> WHAT THE EXERCISE ASKS
Each record below should be repeated precisely as written.

> MATERIAL SUPPLIED
----------------

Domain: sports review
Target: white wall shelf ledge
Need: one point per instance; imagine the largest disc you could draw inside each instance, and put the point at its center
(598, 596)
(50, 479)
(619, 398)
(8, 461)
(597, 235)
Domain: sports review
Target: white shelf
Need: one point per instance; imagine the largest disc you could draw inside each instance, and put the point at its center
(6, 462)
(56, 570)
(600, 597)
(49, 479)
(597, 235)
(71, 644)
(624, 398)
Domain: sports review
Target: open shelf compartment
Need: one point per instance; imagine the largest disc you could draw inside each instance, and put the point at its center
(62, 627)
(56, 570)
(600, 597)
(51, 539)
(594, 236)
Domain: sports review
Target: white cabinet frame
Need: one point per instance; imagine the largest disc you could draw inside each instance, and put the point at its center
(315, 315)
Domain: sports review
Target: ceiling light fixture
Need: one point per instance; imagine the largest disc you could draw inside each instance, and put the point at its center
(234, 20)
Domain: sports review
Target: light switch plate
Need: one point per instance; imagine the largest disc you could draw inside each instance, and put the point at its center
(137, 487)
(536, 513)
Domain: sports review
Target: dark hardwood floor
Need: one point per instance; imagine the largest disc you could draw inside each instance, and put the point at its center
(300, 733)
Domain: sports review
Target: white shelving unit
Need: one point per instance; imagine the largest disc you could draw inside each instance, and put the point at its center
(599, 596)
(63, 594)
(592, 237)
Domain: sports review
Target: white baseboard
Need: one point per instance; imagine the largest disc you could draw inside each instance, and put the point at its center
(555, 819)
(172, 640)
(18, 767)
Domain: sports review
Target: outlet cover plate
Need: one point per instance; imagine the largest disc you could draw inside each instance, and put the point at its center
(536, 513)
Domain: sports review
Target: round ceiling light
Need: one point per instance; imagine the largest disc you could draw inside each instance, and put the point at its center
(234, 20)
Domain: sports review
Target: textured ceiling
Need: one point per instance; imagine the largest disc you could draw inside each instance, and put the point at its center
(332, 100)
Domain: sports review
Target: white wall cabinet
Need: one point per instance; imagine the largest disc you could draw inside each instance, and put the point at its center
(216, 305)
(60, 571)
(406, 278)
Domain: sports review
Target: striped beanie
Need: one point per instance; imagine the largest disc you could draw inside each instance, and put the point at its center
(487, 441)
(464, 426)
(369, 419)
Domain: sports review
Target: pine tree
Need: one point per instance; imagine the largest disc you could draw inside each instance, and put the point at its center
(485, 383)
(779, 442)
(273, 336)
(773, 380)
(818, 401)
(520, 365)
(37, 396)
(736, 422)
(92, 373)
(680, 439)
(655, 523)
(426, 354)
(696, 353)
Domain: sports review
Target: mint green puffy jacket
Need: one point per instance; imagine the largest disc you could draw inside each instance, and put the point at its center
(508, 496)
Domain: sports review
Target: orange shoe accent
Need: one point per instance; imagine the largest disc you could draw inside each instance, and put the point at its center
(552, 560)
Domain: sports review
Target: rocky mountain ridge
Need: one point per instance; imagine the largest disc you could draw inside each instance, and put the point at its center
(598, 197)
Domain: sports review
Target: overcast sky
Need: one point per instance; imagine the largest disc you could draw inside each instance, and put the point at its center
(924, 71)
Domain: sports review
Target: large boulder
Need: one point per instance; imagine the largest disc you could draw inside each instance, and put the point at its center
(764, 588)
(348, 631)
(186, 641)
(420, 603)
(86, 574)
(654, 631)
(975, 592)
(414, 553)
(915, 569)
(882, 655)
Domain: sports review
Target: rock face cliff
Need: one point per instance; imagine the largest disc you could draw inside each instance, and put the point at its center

----------------

> REPLY
Domain: sports review
Target: white wall shelf ledge
Need: one point per instance; imagine the largest disc you could draw inside each instance, and put the point at its center
(598, 596)
(50, 479)
(619, 398)
(8, 461)
(597, 235)
Domain: sports review
Target: white shelf
Need: one point per instance; imagine the largest disc you could draw inside each instance, and put the point at its center
(6, 462)
(56, 570)
(600, 597)
(49, 479)
(597, 235)
(71, 644)
(624, 398)
Domain: sports review
Target: open shelf compartment
Need: one point per instance; imagine the largest disc you could draw inside each instance, and put the point at its center
(62, 627)
(56, 570)
(600, 597)
(51, 539)
(594, 236)
Domain: sports review
Target: white cabinet frame
Need: one point per instance; imagine the largest disc you could draw inside each instance, and put the point at its center
(315, 315)
Domain: sports review
Target: ceiling light fixture
Need: one point per instance; imagine the largest disc you could draw inside each instance, and put the point at its center
(234, 20)
Domain: sports review
Target: light switch plate
Need: one point per instance; imagine the largest disc you could draw inside each instance, and put the point at its center
(137, 487)
(536, 513)
Domain: sports review
Target: dark hardwood floor
Need: one point per instance; imagine the largest disc you could draw inside each instance, and put the point at its center
(300, 733)
Domain: sports review
Target: white shelving unit
Need: one point per instance; imagine the largest disc you could draw inside each instance, and put the point at its center
(599, 596)
(63, 594)
(592, 237)
Domain: sports review
Target: white baseboard
Need: one point per instance; imagine the largest disc you could draw inside each instance, and put the point at its center
(555, 819)
(172, 640)
(18, 767)
Domain: sports review
Target: outlet cover plate
Need: one point per instance; imagine the largest disc you could draw inside each instance, and put the point at its center
(536, 513)
Domain: sports review
Target: round ceiling light
Need: one point per instance; imagine the largest disc you could draw inside each instance, and put the point at its center
(234, 20)
Domain: sports review
Target: textured ceiling
Need: one point per instance; imagine the largest disc you could draw inside each instance, and put the point at its center
(332, 100)
Domain: sports review
Target: white wall cabinet
Need: one point per instance; imagine the largest disc you could draw inside each instance, and put the point at its center
(216, 305)
(60, 571)
(406, 278)
Domain: sports review
Target: striped beanie
Need: one point per instance; imagine the largest disc you could draw inside each instance, and put the point at its center
(487, 441)
(464, 426)
(369, 419)
Domain: sports review
Target: pine tree
Need: one point per instance; imagine the largest disc you could draw inside each instance, and put the point at its center
(485, 383)
(779, 442)
(273, 336)
(773, 380)
(818, 401)
(520, 365)
(37, 396)
(736, 422)
(92, 373)
(680, 439)
(655, 523)
(426, 354)
(696, 353)
Domain: sports review
Target: mint green puffy jacket
Need: one point per instance; imagine the largest disc you could draw inside each instance, and put the point at its center
(508, 496)
Domain: sports review
Target: orange shoe accent
Need: one point per instance; imagine the largest disc you could draw inside each instance, and put the point at its center
(552, 560)
Domain: sports review
Target: rocky mountain ridge
Need: one point per instance; imagine the largest disc you could draw inside each instance, and put the point at its center
(598, 197)
Domain: sports review
Target: overcast sky
Need: one point per instance; imagine the largest disc you could draw inside each instance, and put the point at its center
(924, 71)
Domain: sports review
Target: large boulder
Need: one point per instance; imagine the largest disc you could draw inside each instance, and put the point at its center
(764, 588)
(348, 631)
(186, 641)
(420, 603)
(86, 574)
(654, 631)
(975, 592)
(414, 553)
(915, 569)
(882, 655)
Domain: sports review
Target: rock face cliff
Need: one point per instance; imagine the largest disc you could draw inside each instance, and put the point at its center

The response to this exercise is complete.